• _Text under study_:
◇ ◇ ◇ ◇ ◇ ◇ ◇
Last year, I was alone for a great part of a Crohn's flare. Michele came to me in September, but this fight will be one year long in mid-July. Sure, I have felt alright, even felt as if I was close to remission at times. Autoimmune Arthritis has been with me the entire year, with patches of good days. I have fought through with the utmost respect for my disease, the people around me, and any person with a debilitating condition. And I was excited, proud even, to do it alone. I had learned myself in ways that some people can only dream of.
Sickness comes and goes, and unfortunately, has recently come back to me. My small body is weaker each day, and I struggle with teeny tasks like traveling, using my hands to grasp things, or walking up and down stairs. There is always a sinking feeling that the pain will come back when you have a chronic disease. There's a microscopic dude in the back of my mind with a gas lantern and megaphone screaming, 'I'm gonna git ya!'. He's a real downer. You learn to sort of press on, no matter the anxiety, and no matter the circumstance. Because really, what else can you do? People have told me that they think I'm brave, strong. But I think that too few people understand the concept of keeping calm, and pressing on. I felt alone, but knew that I had great friends and a kick-ass family to get me through the bullshit. I also didn't have a choice but to show my 'rawr' face.
◇ ◇ ◇ ◇ ◇ ◇ ◇
• _Source data_:
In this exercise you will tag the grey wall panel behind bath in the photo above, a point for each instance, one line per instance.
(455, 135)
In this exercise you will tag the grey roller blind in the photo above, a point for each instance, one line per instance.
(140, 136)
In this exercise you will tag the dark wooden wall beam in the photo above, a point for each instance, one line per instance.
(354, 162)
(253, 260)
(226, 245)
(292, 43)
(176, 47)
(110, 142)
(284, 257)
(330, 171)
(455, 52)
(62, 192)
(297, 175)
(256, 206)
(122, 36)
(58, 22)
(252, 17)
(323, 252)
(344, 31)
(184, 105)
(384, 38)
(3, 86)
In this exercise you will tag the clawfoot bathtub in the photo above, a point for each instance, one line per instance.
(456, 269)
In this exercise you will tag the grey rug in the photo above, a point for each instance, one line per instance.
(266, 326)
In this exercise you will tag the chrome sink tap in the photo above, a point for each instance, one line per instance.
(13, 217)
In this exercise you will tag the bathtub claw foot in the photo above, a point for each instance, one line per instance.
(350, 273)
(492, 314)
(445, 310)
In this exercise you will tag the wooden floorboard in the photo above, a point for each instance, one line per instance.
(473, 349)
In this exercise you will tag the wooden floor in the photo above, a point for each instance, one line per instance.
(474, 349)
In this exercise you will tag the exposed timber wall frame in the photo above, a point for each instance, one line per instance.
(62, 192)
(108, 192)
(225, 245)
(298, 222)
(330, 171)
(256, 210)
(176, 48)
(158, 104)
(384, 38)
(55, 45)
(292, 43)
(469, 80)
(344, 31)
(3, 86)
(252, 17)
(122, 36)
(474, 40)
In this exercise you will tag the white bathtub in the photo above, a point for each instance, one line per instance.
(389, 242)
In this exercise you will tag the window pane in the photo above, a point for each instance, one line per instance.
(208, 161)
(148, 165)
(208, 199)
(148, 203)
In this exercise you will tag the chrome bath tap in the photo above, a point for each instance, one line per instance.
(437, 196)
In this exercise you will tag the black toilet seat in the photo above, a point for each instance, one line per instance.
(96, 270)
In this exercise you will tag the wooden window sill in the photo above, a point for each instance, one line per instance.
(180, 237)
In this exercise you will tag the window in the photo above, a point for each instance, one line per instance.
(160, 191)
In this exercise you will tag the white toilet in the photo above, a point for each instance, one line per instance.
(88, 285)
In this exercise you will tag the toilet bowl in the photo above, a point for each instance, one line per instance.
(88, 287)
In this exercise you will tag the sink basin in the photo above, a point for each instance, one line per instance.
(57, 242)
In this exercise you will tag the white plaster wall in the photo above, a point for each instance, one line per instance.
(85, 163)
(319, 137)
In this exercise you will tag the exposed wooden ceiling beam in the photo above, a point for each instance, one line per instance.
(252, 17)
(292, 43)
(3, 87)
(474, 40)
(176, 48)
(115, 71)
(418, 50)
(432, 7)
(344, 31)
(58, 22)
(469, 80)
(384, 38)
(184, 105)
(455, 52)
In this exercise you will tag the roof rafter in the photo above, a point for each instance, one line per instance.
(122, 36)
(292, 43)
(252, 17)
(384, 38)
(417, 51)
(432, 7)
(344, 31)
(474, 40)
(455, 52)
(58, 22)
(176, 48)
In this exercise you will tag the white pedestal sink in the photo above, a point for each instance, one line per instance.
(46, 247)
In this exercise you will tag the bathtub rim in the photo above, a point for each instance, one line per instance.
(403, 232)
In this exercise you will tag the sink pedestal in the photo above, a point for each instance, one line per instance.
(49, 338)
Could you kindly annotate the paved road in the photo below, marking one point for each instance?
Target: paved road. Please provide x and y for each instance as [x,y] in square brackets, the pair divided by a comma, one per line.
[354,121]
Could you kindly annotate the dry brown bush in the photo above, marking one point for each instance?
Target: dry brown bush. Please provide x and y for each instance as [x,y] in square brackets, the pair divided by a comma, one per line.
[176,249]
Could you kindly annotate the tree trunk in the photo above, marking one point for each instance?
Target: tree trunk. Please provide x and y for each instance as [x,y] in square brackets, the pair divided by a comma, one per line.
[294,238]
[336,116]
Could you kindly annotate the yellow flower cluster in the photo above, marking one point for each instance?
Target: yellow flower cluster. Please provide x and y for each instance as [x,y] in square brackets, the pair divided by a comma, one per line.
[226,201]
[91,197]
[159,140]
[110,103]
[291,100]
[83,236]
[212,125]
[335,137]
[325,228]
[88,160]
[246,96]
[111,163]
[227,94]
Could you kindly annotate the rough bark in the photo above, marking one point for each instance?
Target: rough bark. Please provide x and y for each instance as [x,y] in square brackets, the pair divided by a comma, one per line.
◇ ◇ ◇ ◇ ◇ ◇ ◇
• _Tasks for this exercise_:
[a] According to the text on living with Crohn's disease, when will the writer's current fight reach one year?
[b] Name every everyday task that the text on living with Crohn's disease says the writer now struggles with.
[c] Write the next part of the text on living with Crohn's disease, continuing from its final sentence.

• _Responses per task_:
[a] In mid-July.

[b] Traveling, using the hands to grasp things, and walking up and down stairs.

[c]
I was cold this winter. Tired. The fight had gone on for so long, and no one really understood my plight. I knew myself, and what I deserved out of life. Out of love. And I waited.
On February 1st, my life changed.
A light had started following me everywhere I hobbled. A fella seemed to understand... I found myself smiling for no reason.
[Even more than usual.]
I thought, 'Could this person that I have met [On Ok Cupid, mind you...] actually care about my inner body? What I eat? What makes me smile when I am weak, and breathe easy when the pain is this trying?'...
I had my doubts. I still struggle with it sometimes. But the language in the picture above is what he speaks. Loud and clear. Without a megaphone. And he's even louder than Lantern Man.
He helped me hang my flyers.
And never once hesitated to back me up when others just didn't understand what I was going through.
He's asked this little bird who cannot fly to stay in his nest for good. With three tremendously generous tweeters who sincerely give a hoot. I love them.
I can feel my wings healing, but if you asked me today, I'd tell you it's his heart that's making me feel like I've already been soaring.